The Demise of the Fourth Estate and Rise of the Fifth (Fake) Estate in Kenya
By Dorcas S
Back in 2006 then-Internal Security Minister John Michuki led a raid against the offices of the Standard Newspaper and its sister TV Network because “it had rattled a snake” and was thus being “bitten”. During the raid, copies of the newspaper were burned and TV broadcast briefly forced off the air.
The Standard’s crime?
They dared to criticize President Mwai Kibaki’s handling of the corruption scandals that bedeviled his government. The paper was also accused of “fabricating stories” and defaulting to the tried and rejoinder of most 3rd World dictators, Mr. Michuki’s actions were “designed to protect state security”.
A year earlier in 2005, the wife of Mr. Michuki’s boss former First Lady Lucy Kibaki (RIP) assaulted a photojournalist from the Nation Media Group.

■ **Work order**
Revise the Kenya press article, rewriting everything from "The Standard’s crime?" down to "Nation Media Group." with "photojournalist" changed to "news photographer".

■ **Source information**
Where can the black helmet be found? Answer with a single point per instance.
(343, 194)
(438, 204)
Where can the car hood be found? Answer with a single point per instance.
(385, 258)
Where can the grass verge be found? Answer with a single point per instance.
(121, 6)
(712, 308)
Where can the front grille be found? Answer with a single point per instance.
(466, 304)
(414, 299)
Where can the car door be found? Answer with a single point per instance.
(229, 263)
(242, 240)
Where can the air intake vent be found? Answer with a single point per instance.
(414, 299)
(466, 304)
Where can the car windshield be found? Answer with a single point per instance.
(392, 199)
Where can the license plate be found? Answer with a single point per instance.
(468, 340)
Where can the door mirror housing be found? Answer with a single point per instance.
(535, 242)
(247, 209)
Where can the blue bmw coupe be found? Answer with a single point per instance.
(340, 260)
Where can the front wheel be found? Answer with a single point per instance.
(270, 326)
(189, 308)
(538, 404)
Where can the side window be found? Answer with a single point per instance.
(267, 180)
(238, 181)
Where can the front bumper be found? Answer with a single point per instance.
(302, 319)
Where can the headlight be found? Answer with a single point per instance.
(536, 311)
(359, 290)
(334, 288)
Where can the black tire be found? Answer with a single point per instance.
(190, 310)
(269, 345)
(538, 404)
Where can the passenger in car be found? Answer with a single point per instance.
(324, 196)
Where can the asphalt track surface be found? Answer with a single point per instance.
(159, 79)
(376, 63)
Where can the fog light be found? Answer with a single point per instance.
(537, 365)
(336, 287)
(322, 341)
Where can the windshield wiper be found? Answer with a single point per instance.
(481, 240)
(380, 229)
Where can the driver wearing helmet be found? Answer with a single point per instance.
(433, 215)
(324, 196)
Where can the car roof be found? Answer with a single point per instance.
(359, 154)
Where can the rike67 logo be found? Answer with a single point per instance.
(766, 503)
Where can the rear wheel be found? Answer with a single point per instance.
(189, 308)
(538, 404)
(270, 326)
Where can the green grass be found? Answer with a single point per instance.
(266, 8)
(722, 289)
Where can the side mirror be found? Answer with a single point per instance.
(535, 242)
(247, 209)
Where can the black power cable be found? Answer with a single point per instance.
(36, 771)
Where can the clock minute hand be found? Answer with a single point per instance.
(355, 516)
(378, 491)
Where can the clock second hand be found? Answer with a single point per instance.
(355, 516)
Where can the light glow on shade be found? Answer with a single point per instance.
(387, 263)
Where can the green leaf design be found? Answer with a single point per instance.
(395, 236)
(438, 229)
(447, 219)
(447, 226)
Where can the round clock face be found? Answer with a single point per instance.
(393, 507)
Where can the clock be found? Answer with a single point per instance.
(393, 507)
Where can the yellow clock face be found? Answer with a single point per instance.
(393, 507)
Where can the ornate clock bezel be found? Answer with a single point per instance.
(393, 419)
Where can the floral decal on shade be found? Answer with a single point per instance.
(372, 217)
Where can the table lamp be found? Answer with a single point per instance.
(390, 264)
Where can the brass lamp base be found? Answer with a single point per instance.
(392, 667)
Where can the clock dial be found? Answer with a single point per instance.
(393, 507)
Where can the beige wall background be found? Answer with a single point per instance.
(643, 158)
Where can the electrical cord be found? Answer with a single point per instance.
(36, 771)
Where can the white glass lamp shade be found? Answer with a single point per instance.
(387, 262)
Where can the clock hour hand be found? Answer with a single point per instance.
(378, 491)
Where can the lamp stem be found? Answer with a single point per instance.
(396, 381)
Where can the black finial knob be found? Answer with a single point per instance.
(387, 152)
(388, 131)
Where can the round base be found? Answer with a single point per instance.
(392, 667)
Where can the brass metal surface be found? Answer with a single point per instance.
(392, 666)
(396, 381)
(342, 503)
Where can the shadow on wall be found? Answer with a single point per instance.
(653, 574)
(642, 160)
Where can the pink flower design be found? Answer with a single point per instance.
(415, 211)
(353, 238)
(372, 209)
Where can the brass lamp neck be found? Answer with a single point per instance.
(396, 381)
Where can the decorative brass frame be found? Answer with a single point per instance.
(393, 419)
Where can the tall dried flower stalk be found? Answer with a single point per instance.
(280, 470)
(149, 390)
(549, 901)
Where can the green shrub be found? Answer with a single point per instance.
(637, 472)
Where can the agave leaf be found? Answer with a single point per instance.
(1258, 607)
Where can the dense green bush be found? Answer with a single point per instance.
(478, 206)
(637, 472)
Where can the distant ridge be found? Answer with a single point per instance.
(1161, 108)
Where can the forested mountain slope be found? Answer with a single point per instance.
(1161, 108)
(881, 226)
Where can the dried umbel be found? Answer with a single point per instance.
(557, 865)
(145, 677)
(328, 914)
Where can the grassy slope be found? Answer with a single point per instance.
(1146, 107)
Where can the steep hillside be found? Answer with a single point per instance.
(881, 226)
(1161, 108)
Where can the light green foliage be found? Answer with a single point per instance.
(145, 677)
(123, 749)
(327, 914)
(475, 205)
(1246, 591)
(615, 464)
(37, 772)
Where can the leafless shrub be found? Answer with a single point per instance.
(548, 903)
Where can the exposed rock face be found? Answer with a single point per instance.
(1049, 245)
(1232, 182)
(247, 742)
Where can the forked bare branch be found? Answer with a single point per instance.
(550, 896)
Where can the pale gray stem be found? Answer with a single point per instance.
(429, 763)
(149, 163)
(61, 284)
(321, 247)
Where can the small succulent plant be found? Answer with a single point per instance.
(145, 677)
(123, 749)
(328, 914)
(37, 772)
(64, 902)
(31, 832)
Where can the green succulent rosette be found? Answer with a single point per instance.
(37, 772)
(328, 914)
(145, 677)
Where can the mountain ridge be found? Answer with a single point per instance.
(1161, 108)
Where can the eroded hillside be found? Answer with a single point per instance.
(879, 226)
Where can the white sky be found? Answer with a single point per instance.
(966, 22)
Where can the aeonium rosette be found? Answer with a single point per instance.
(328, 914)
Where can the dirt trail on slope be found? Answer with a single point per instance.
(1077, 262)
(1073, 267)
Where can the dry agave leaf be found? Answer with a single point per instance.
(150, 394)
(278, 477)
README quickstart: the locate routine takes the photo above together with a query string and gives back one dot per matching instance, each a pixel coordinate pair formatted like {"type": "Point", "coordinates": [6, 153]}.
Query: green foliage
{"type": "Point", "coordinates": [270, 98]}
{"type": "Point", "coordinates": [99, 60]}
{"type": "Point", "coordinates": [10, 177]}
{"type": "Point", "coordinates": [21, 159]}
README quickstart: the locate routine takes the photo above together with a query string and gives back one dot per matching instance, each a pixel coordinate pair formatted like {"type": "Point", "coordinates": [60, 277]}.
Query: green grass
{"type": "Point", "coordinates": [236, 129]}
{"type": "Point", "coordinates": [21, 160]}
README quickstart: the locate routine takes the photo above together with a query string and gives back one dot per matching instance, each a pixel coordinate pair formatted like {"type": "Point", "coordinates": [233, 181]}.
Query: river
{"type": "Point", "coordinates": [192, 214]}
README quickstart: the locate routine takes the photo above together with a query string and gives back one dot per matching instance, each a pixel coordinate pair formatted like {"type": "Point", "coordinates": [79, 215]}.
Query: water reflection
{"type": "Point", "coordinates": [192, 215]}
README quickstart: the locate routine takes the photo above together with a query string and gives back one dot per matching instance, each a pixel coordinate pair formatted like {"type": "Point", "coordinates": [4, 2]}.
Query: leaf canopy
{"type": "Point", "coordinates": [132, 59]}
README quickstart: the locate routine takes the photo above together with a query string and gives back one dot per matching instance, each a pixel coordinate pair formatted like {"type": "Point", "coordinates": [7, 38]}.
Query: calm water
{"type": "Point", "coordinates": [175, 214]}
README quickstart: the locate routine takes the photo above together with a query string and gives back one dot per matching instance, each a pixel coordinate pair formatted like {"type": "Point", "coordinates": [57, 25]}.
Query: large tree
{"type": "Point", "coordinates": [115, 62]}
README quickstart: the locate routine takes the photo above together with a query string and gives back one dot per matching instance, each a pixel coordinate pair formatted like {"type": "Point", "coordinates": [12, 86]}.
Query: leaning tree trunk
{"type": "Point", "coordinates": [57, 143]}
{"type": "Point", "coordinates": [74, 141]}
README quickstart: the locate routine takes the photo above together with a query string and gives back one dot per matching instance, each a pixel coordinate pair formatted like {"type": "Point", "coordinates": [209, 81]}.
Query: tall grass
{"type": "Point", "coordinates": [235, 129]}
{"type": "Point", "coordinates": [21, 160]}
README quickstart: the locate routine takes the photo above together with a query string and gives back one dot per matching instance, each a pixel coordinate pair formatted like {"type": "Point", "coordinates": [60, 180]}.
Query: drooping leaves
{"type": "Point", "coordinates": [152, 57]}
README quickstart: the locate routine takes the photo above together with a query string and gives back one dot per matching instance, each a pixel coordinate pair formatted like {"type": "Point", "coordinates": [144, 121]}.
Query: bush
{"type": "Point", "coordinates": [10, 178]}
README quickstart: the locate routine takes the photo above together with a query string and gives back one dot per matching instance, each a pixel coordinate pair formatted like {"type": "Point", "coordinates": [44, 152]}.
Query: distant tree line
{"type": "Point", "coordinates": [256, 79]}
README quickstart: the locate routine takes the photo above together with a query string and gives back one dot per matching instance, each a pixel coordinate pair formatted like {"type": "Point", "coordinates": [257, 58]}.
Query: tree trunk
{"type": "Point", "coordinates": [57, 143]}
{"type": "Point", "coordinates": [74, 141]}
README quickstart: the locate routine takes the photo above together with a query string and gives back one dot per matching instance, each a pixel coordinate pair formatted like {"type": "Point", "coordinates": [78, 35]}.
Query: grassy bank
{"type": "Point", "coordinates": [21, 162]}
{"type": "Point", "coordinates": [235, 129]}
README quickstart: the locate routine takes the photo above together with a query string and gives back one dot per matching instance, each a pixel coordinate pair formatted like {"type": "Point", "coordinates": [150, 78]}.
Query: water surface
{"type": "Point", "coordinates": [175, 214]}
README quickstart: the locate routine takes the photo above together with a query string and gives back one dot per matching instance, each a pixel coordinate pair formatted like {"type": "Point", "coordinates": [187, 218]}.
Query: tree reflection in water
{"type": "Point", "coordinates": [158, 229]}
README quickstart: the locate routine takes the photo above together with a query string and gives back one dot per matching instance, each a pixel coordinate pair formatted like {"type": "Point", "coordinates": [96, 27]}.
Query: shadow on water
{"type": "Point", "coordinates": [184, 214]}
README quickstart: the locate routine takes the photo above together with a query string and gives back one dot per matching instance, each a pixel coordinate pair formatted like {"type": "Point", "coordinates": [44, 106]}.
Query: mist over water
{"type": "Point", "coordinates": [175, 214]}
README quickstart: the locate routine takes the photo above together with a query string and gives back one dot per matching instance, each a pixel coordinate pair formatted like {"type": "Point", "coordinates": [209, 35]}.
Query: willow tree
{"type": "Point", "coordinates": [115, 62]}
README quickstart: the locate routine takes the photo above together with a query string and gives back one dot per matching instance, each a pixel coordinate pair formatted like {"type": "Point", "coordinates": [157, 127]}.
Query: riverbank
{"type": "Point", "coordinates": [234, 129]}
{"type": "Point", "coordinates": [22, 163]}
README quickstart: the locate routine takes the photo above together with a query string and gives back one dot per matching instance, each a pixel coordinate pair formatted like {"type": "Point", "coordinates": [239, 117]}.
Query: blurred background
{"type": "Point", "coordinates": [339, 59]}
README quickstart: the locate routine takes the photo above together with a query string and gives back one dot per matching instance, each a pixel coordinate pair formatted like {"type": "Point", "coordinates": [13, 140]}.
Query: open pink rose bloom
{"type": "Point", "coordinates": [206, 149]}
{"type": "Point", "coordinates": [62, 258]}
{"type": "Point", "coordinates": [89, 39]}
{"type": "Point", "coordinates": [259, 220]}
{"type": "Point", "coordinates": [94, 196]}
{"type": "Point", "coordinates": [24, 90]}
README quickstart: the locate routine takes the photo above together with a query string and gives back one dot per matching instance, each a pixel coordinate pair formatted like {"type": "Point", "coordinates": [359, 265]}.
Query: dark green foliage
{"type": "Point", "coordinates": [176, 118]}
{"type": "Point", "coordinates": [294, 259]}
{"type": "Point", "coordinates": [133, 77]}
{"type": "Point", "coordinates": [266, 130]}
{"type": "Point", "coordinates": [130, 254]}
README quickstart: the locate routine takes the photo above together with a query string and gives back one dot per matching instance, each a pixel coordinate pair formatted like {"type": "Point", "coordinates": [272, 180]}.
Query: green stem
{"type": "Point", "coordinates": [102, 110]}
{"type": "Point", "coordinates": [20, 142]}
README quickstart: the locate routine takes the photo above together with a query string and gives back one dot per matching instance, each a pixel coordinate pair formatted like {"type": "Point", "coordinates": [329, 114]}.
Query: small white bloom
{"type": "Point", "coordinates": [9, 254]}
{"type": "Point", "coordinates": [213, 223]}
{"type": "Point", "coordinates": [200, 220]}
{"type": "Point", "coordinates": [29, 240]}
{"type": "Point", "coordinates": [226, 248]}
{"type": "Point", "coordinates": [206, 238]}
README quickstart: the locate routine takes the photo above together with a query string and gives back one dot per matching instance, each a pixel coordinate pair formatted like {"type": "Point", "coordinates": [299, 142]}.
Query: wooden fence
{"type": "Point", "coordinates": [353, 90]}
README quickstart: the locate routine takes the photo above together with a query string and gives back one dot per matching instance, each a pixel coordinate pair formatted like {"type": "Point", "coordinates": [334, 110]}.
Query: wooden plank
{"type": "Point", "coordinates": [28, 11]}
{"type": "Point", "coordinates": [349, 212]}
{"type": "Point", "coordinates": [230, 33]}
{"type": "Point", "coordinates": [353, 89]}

■ **Solved exercise**
The Standard’s crime?
They dared to criticize President Mwai Kibaki’s handling of the corruption scandals that bedeviled his government. The paper was also accused of “fabricating stories” and defaulting to the tried and rejoinder of most 3rd World dictators, Mr. Michuki’s actions were “designed to protect state security”.
A year earlier in 2005, the wife of Mr. Michuki’s boss former First Lady Lucy Kibaki (RIP) assaulted a news photographer from the Nation Media Group.